■ EXTRACT PROVIDED
▼

Free CV Advice - Do your research; What does that actually mean and how do you do it?
Updated: Jun 2
Free CV advice is great to have.
You may have downloaded a CV template or looked through various CV examples. If you have been doing any kind of on-line search on how to write a CV, you will undoubtedly have come across various articles, videos or social media posts offering Top CV Tips to help guide you as well.
These are all great resources to turn to, but to really improve a CV, it all comes down to how well you are able to actually apply the advice you have been given.
My CV Guide are here to help with that. Through a series of articles, we will look at some of the most common CV tips out there, exploring what they actually mean and offering advice and guidance on how to truly apply them so that you can make significant and meaningful improvements to your CV.
In this, the first article, we start with the Top CV Tip:
Do Your Research
Doing research is key to creating a really strong CV. It is how you can elevate a CV above others by really connecting with not only a role that you are applying to but also organisations, teams and current trends in your profession or industry. It underpins being able to tailor a CV to each application (another Top CV Tip we will cover in this series) and so is incredibly valuable when done well.
What should you research?
There are a number of areas of research you can undertake when writing a CV.
Are you up to speed with the latest news and trends within your profession? What are people talking about? Have there been recent changes, current areas of high demand or future trends being forecast?
Being familiar with these types of details will allow you to demonstrate your currency of knowledge and your level of commitment and genuine interest in your profession. It will also allow you to start identifying areas of ability, achievement or experience that may be in higher demand and therefore of particular interest to a potential employer.
Do you work within one particular industry sector? If not then how much do you know about the different industry sectors you are applying to?

▲

■ SET EXERCISE A
In the CV advice article, what does doing research underpin?
The rows that come next have no connection to the CV advice article.

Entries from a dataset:

▼

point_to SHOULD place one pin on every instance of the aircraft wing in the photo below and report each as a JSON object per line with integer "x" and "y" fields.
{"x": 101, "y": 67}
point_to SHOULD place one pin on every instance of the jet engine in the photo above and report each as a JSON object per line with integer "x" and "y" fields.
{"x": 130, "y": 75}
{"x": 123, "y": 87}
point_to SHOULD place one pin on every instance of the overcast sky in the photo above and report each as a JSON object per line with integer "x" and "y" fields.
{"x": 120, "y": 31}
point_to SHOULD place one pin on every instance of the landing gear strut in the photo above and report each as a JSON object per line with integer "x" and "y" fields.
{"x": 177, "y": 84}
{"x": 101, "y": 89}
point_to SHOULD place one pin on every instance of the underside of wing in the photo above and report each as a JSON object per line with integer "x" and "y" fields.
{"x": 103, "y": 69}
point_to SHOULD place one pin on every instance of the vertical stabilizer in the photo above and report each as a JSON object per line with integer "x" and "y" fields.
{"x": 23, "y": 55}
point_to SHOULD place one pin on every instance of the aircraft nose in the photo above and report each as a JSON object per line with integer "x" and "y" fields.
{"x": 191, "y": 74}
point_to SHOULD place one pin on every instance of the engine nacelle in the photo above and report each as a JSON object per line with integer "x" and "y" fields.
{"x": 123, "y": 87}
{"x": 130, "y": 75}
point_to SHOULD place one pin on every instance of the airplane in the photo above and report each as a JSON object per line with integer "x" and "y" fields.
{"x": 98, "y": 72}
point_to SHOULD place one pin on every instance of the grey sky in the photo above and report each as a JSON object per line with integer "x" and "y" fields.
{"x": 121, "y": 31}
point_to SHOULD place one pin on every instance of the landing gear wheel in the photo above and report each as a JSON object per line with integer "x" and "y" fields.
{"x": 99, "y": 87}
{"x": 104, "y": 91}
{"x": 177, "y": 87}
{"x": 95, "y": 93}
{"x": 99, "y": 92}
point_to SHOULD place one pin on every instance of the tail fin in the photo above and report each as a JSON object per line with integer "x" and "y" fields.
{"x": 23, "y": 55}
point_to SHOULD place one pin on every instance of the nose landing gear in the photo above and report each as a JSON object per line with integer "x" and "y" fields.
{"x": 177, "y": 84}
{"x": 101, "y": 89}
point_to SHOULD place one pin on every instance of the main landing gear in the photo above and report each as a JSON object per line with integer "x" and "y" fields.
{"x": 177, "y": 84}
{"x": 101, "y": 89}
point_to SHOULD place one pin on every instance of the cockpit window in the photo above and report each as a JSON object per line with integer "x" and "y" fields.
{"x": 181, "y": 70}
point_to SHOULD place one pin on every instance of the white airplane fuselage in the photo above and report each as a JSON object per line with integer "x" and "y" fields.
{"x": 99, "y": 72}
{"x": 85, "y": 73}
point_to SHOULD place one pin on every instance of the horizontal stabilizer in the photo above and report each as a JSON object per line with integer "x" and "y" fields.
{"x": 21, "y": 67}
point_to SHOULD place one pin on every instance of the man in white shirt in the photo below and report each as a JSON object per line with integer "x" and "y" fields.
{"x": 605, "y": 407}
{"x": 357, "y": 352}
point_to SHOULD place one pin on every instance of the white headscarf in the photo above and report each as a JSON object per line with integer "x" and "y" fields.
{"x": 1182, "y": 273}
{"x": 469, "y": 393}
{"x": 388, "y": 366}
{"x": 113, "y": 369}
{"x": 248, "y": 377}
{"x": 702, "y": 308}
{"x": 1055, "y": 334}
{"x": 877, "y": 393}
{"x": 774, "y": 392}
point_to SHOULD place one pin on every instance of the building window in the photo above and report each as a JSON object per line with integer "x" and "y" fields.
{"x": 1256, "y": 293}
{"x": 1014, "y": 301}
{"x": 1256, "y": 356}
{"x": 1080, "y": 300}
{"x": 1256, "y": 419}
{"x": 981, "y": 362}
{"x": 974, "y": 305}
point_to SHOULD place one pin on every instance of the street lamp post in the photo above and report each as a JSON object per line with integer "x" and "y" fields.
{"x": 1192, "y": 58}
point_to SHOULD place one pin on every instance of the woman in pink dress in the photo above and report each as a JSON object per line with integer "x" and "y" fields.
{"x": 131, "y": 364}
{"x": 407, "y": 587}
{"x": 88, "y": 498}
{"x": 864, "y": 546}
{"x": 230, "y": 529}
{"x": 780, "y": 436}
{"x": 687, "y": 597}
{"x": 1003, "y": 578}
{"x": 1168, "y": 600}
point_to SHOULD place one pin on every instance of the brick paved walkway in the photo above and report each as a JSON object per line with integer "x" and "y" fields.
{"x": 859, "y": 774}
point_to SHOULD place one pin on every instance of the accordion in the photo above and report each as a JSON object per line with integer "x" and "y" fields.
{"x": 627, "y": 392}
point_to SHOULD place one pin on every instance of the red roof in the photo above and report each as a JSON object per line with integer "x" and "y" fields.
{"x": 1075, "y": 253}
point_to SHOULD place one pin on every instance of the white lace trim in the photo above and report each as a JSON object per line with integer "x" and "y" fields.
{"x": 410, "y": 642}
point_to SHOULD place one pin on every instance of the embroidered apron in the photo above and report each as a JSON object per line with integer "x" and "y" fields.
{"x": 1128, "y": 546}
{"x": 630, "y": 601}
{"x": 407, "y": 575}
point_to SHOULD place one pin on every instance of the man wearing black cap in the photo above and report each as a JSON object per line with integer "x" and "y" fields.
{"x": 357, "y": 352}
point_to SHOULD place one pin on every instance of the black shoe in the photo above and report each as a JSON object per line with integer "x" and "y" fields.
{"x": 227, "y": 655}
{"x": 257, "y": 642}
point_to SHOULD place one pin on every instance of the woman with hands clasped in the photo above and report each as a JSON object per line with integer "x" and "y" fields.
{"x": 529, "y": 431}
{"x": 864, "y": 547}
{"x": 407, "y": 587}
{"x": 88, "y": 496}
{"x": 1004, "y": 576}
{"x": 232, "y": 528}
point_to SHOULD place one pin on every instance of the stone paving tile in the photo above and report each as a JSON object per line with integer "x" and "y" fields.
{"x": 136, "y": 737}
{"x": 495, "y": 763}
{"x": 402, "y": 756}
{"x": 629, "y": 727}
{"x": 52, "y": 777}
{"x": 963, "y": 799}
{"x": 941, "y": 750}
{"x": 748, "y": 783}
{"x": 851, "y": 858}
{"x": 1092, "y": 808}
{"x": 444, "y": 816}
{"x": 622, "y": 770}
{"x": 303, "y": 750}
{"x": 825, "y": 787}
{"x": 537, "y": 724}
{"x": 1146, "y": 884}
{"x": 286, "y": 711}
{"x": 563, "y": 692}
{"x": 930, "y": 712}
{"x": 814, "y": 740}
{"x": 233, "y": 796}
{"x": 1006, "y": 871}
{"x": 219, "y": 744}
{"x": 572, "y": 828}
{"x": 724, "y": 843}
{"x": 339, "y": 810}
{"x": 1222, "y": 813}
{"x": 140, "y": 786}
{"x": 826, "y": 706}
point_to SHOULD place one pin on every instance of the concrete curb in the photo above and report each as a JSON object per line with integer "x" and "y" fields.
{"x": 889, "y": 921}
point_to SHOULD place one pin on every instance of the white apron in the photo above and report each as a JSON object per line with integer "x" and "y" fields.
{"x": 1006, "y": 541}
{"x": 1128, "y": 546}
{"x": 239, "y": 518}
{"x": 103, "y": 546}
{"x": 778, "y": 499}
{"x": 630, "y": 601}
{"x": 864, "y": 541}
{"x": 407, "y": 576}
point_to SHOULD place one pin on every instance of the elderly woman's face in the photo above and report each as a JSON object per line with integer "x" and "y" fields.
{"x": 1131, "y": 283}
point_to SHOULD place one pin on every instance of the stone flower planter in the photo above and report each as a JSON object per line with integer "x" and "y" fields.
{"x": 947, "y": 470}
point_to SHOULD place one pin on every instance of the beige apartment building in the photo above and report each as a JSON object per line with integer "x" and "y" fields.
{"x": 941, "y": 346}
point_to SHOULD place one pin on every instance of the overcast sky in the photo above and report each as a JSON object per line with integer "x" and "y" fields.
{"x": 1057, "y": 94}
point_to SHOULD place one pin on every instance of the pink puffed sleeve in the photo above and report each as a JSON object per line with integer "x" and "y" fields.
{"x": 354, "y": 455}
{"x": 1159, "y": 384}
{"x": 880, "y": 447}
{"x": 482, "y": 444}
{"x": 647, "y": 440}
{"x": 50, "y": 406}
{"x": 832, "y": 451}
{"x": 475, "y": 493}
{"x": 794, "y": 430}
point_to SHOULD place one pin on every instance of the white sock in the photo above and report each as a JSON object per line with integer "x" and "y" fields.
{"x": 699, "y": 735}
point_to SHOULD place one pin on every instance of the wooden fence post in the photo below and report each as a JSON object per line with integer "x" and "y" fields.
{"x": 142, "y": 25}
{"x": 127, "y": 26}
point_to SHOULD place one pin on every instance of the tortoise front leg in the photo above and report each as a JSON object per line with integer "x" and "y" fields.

▲

■ SET EXERCISE B
Count the lines of the rows that contain the word "stone", matching case exactly, and reply with only the number.

■ TASK ANSWER A
Being able to tailor a CV to each application.

■ TASK ANSWER B
2